▶ **TASK OBJECTIVE**:
Every record below must be copied exactly, with images dropped.

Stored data
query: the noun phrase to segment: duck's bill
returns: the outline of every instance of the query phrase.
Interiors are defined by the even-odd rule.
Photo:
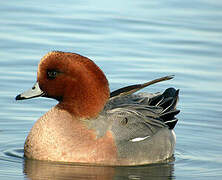
[[[25,91],[22,94],[19,94],[15,97],[16,100],[23,100],[23,99],[31,99],[35,97],[43,96],[44,92],[40,89],[38,82],[34,84],[34,86],[29,89],[28,91]]]

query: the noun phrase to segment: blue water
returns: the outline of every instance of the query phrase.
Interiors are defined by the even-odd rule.
[[[221,179],[222,1],[0,2],[0,179]],[[16,102],[32,87],[43,55],[70,51],[94,60],[111,90],[174,74],[145,89],[180,89],[174,160],[139,167],[30,161],[30,128],[56,104]]]

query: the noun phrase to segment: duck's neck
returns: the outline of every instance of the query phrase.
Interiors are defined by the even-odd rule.
[[[64,97],[57,105],[58,108],[68,111],[77,118],[93,118],[103,110],[109,99],[109,88],[96,88],[93,90],[74,91],[78,92]]]

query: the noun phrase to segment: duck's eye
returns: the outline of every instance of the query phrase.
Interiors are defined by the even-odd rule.
[[[55,69],[47,70],[47,79],[55,79],[58,73],[59,72]]]

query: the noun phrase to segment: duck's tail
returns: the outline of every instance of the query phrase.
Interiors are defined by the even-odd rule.
[[[149,100],[149,105],[162,107],[163,111],[160,113],[160,118],[168,125],[169,129],[173,129],[178,121],[175,117],[180,110],[176,109],[179,100],[179,89],[166,89],[162,94],[154,96]]]
[[[161,81],[170,80],[170,79],[173,79],[173,78],[174,78],[174,75],[165,76],[165,77],[161,77],[161,78],[154,79],[152,81],[146,82],[144,84],[135,84],[135,85],[131,85],[131,86],[126,86],[126,87],[123,87],[123,88],[117,89],[116,91],[111,92],[110,93],[110,98],[133,94],[133,93],[135,93],[135,92],[139,91],[140,89],[143,89],[147,86],[150,86],[152,84],[155,84],[155,83],[158,83],[158,82],[161,82]]]

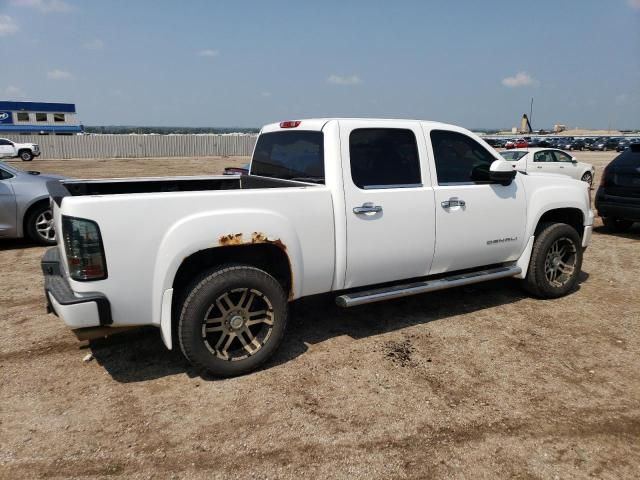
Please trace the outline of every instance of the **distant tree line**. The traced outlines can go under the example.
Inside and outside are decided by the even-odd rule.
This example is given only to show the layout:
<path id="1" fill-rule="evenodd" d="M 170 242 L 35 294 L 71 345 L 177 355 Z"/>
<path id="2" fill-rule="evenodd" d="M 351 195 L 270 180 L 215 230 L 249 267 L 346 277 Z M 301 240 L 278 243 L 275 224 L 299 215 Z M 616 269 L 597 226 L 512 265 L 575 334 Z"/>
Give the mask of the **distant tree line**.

▶ **ANSWER BELOW**:
query: the noun phrase to segment: duck's bill
returns: the outline of every instance of the query phrase.
Interiors are defined by the even-odd rule.
Photo:
[[[25,91],[22,94],[19,94],[15,97],[16,100],[23,100],[23,99],[31,99],[35,97],[43,96],[44,92],[40,89],[38,82],[34,84],[34,86],[29,89],[28,91]]]

query: the noun phrase to segment: blue water
returns: the outline of every instance of the query phrase.
Interiors are defined by the even-odd rule.
[[[221,179],[222,1],[0,2],[0,179]],[[16,102],[32,87],[43,55],[70,51],[94,60],[111,90],[174,74],[145,89],[180,89],[174,160],[139,167],[30,161],[30,128],[56,104]]]

query: the noun phrase to segment: duck's neck
returns: the outline of every instance of the query phrase.
Interiors are defined by the even-odd rule.
[[[64,97],[57,105],[58,108],[68,111],[77,118],[93,118],[103,110],[109,99],[109,88],[96,88],[93,90],[74,91],[78,92]]]

query: the noun phrase to segment: duck's eye
returns: the outline of every instance of the query phrase.
Interiors are defined by the even-odd rule.
[[[55,69],[47,70],[47,79],[55,79],[58,73],[59,72]]]

query: the noun phrase to segment: duck's tail
returns: the outline of every instance of the query phrase.
Interiors are defined by the even-odd rule.
[[[149,100],[149,105],[162,107],[163,111],[160,113],[160,118],[168,125],[169,129],[173,129],[178,121],[175,117],[180,110],[176,109],[179,100],[179,89],[166,89],[162,94],[154,96]]]
[[[161,81],[170,80],[170,79],[173,79],[173,78],[174,78],[174,75],[165,76],[165,77],[161,77],[161,78],[154,79],[152,81],[146,82],[144,84],[135,84],[135,85],[131,85],[131,86],[126,86],[126,87],[123,87],[123,88],[117,89],[116,91],[111,92],[110,93],[110,98],[133,94],[133,93],[135,93],[135,92],[139,91],[140,89],[143,89],[147,86],[150,86],[152,84],[155,84],[155,83],[158,83],[158,82],[161,82]]]

Please trace the outline of every instance of the **distant tree line**. The traced outlines can go under the example.
Inside and outside are decided by the even-odd rule.
This example is given only to show the layout:
<path id="1" fill-rule="evenodd" d="M 170 242 L 35 294 L 71 345 L 177 355 Z"/>
<path id="2" fill-rule="evenodd" d="M 351 195 L 270 180 L 215 230 L 249 267 L 346 277 Z M 301 240 L 278 243 L 275 224 L 299 215 Z M 616 269 L 597 226 L 512 265 L 575 334 Z"/>
Give the mask of the **distant tree line**.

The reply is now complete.